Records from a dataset
• • • • •
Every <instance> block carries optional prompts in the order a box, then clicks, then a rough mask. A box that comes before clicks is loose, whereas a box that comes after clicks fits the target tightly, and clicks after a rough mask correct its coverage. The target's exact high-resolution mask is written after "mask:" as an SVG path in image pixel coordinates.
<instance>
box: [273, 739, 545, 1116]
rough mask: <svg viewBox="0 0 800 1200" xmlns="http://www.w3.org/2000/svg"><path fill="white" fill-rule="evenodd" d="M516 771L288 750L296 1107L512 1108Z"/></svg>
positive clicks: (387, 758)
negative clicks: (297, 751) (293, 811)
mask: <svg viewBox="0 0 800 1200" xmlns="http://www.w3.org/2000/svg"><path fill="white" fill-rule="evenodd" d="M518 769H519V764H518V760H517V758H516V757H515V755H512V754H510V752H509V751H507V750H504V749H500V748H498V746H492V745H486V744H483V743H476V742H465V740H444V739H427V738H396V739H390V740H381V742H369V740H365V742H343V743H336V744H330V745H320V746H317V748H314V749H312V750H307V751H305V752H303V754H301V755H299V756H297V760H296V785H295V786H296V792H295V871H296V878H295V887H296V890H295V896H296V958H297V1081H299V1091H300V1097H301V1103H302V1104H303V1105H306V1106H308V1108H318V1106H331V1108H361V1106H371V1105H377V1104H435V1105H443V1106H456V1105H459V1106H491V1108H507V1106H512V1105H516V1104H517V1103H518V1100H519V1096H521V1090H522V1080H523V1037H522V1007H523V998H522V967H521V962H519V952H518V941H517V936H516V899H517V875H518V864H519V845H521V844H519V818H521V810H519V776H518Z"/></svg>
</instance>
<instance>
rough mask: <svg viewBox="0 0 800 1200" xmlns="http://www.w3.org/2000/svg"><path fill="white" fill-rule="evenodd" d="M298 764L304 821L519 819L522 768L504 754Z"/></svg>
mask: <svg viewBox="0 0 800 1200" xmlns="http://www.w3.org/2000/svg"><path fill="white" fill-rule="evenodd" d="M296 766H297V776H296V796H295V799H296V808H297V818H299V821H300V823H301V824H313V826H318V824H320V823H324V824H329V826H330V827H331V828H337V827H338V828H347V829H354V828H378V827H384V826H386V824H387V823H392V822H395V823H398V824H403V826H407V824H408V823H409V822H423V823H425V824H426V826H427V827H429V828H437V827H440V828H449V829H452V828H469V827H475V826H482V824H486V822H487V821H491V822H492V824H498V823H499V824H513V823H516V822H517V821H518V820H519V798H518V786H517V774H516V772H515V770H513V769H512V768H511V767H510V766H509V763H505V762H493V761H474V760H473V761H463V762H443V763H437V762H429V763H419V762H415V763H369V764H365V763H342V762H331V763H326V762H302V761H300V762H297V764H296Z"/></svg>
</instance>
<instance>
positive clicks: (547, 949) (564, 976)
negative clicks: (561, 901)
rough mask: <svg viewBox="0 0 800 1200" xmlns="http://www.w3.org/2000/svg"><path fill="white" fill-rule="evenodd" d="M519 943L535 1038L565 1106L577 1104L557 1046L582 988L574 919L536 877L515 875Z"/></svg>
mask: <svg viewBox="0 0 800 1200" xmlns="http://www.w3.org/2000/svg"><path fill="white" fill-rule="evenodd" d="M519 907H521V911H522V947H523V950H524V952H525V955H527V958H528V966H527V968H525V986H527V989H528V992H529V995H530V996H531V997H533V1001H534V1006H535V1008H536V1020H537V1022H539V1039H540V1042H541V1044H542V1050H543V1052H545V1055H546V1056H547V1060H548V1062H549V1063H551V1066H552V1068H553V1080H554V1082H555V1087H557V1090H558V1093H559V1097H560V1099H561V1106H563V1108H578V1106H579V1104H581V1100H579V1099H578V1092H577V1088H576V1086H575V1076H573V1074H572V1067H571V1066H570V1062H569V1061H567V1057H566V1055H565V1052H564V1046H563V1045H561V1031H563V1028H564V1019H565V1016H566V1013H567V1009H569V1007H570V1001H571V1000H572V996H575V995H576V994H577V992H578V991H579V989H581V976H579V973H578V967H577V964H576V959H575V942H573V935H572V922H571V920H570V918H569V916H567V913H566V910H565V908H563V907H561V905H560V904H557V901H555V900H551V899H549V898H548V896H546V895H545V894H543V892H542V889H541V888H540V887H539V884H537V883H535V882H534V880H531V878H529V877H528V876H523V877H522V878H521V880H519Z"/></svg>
• • • • •
### Your assignment
Whatever the entries say, repeat all of them exactly.

### Reply
Every <instance> block carries optional prompts in the order a box, then clicks, then a rough mask. A box that comes before clicks is loose, whereas a box that comes after clicks fits the target tightly, and clicks after a rough mask correct its coverage. The target's exact high-resolution mask is written after "mask:" as an SVG path in image pixel coordinates.
<instance>
box: [273, 739, 545, 1116]
rough mask: <svg viewBox="0 0 800 1200" xmlns="http://www.w3.org/2000/svg"><path fill="white" fill-rule="evenodd" d="M516 771L288 750L296 1107L512 1108Z"/></svg>
positive clicks: (387, 758)
negative clicks: (297, 751) (293, 811)
mask: <svg viewBox="0 0 800 1200" xmlns="http://www.w3.org/2000/svg"><path fill="white" fill-rule="evenodd" d="M518 769H519V764H518V760H517V758H516V757H515V755H512V754H510V752H509V751H507V750H504V749H500V748H498V746H492V745H486V744H483V743H476V742H465V740H444V739H427V738H396V739H390V740H381V742H369V740H365V742H343V743H336V744H330V745H320V746H317V748H314V749H312V750H307V751H305V752H303V754H301V755H299V756H297V760H296V785H295V786H296V792H295V871H296V878H295V887H296V890H295V896H296V958H297V1081H299V1091H300V1097H301V1103H302V1104H303V1105H306V1106H308V1108H318V1106H331V1108H361V1106H371V1105H377V1104H435V1105H443V1106H456V1105H459V1106H491V1108H507V1106H512V1105H516V1104H517V1103H518V1100H519V1096H521V1090H522V1080H523V1037H522V1007H523V998H522V967H521V962H519V952H518V941H517V936H516V899H517V875H518V864H519V845H521V844H519V818H521V810H519V776H518Z"/></svg>
</instance>
<instance>
rough mask: <svg viewBox="0 0 800 1200" xmlns="http://www.w3.org/2000/svg"><path fill="white" fill-rule="evenodd" d="M298 764L304 821L519 819L522 768L504 754Z"/></svg>
mask: <svg viewBox="0 0 800 1200" xmlns="http://www.w3.org/2000/svg"><path fill="white" fill-rule="evenodd" d="M296 766H297V776H296V796H295V799H296V808H297V818H299V821H300V823H301V824H313V826H318V824H320V823H324V824H329V826H330V827H331V828H337V827H338V828H347V829H354V828H378V827H384V826H386V824H387V823H392V822H395V823H398V824H403V826H407V824H408V823H409V822H423V823H425V824H426V826H427V827H429V828H437V827H440V828H449V829H452V828H469V827H475V826H482V824H486V822H487V821H491V822H492V824H498V823H499V824H513V823H516V822H517V821H518V820H519V798H518V786H517V774H516V772H515V770H513V769H512V768H511V767H510V766H509V763H505V762H493V761H474V760H473V761H463V762H443V763H437V762H429V763H419V762H415V763H369V764H365V763H342V762H331V763H326V762H302V761H300V762H297V764H296Z"/></svg>
</instance>
<instance>
positive clicks: (547, 949) (564, 976)
negative clicks: (561, 901)
rough mask: <svg viewBox="0 0 800 1200" xmlns="http://www.w3.org/2000/svg"><path fill="white" fill-rule="evenodd" d="M519 943L535 1038L565 1106L577 1104L557 1046L582 988L574 919L536 877L515 875Z"/></svg>
mask: <svg viewBox="0 0 800 1200" xmlns="http://www.w3.org/2000/svg"><path fill="white" fill-rule="evenodd" d="M519 907H521V911H522V947H523V950H524V952H525V955H527V958H528V966H527V968H525V986H527V989H528V992H529V995H530V996H531V997H533V1001H534V1006H535V1008H536V1020H537V1022H539V1039H540V1042H541V1044H542V1050H543V1052H545V1055H546V1056H547V1060H548V1062H549V1063H551V1066H552V1068H553V1080H554V1082H555V1087H557V1090H558V1093H559V1097H560V1099H561V1106H563V1108H578V1106H579V1104H581V1100H579V1099H578V1092H577V1088H576V1086H575V1076H573V1074H572V1067H571V1066H570V1062H569V1061H567V1057H566V1055H565V1052H564V1046H563V1045H561V1031H563V1028H564V1019H565V1016H566V1013H567V1009H569V1007H570V1001H571V1000H572V996H575V995H576V994H577V992H578V991H579V989H581V976H579V973H578V967H577V964H576V959H575V942H573V935H572V922H571V920H570V918H569V916H567V913H566V910H565V908H563V907H561V905H560V904H557V901H555V900H551V899H549V898H548V896H546V895H545V894H543V892H542V889H541V888H540V887H539V884H537V883H535V882H534V880H531V878H529V877H528V876H523V877H522V878H521V880H519Z"/></svg>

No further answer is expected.